▶ **Your instructions**
Render every line of the records below as a JSON list of strings, one string per line, and skip any blank lines. Leave the pictures out of your answer.

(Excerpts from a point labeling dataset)
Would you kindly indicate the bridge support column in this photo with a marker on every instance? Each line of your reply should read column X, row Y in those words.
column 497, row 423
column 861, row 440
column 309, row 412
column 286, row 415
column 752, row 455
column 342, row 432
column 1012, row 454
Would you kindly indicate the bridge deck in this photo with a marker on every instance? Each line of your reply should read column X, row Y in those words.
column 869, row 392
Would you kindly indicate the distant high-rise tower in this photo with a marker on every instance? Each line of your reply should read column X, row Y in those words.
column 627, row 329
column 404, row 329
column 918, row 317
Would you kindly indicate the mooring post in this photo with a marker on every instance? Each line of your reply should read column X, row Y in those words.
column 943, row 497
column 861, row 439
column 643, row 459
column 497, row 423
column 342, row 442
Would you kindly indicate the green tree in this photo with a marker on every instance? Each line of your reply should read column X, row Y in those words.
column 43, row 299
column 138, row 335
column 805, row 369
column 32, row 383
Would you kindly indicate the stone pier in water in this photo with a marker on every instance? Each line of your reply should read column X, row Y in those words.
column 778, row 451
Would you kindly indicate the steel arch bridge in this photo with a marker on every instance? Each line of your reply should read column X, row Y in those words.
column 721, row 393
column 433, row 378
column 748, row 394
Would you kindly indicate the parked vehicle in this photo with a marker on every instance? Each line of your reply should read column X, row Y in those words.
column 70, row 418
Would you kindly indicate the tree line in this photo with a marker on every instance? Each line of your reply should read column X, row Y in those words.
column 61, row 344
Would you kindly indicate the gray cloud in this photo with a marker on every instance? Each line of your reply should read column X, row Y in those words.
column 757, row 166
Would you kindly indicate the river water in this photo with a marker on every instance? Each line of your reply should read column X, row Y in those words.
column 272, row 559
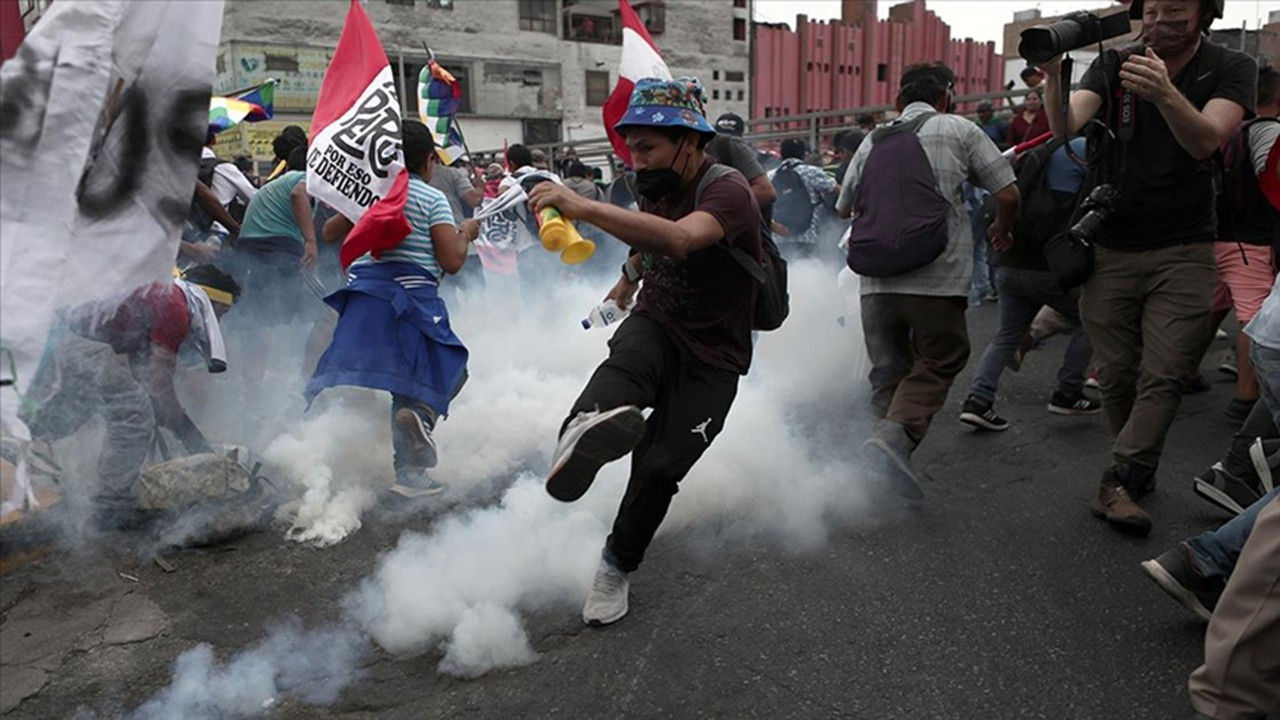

▶ **Task answer**
[
  "Would you kindly indicate the bridge support column in this photo with a marker on every instance? Each line of your reply should read column X, row Y in those words.",
  "column 497, row 423",
  "column 861, row 440",
  "column 309, row 412",
  "column 286, row 415",
  "column 752, row 455",
  "column 342, row 432",
  "column 1012, row 454",
  "Would you kindly indicate the bridge deck in this photo with a marker on every instance? Each line of your reply should read column X, row Y in those words.",
  "column 869, row 392",
  "Would you kindly indicate the distant high-rise tower in this photo with a marker on every instance? Each line of your reply should read column X, row Y in those words.",
  "column 627, row 329",
  "column 404, row 329",
  "column 918, row 317",
  "Would you kindly indicate the mooring post in this photo with a marker on every instance? Each line of your reply should read column X, row Y in those words.",
  "column 943, row 497",
  "column 861, row 439",
  "column 643, row 459",
  "column 497, row 423",
  "column 342, row 442",
  "Would you kindly indicate the green tree in this photo with a marker on every instance? Each line of your reply should read column X, row Y in those words.",
  "column 43, row 299",
  "column 138, row 335",
  "column 805, row 369",
  "column 32, row 383",
  "Would you kindly indicate the stone pier in water in this photo with a marker on every instance? Each line of your reply should read column X, row Y in those words.",
  "column 778, row 451",
  "Would you kindly indicate the steel arch bridge in this photo with a marker on every instance? Each line of your reply should read column X, row Y in those words.",
  "column 721, row 393",
  "column 433, row 378",
  "column 748, row 394",
  "Would you kindly indicate the parked vehicle in this photo with a marker on every instance? Each line of your reply should read column X, row Y in those words.",
  "column 70, row 418",
  "Would you kindly indicate the tree line in this photo with a marker on every instance? Each line of your reply should read column X, row Y in those words.",
  "column 61, row 344",
  "Would you kindly indicate the gray cloud in this photo with a marker on every instance? Each line of your reply should read column X, row Y in those words.",
  "column 757, row 166",
  "Would you kindly indicate the river water in this photo with a marker on every instance? Each line of your reply should read column X, row Y in those words.",
  "column 272, row 559"
]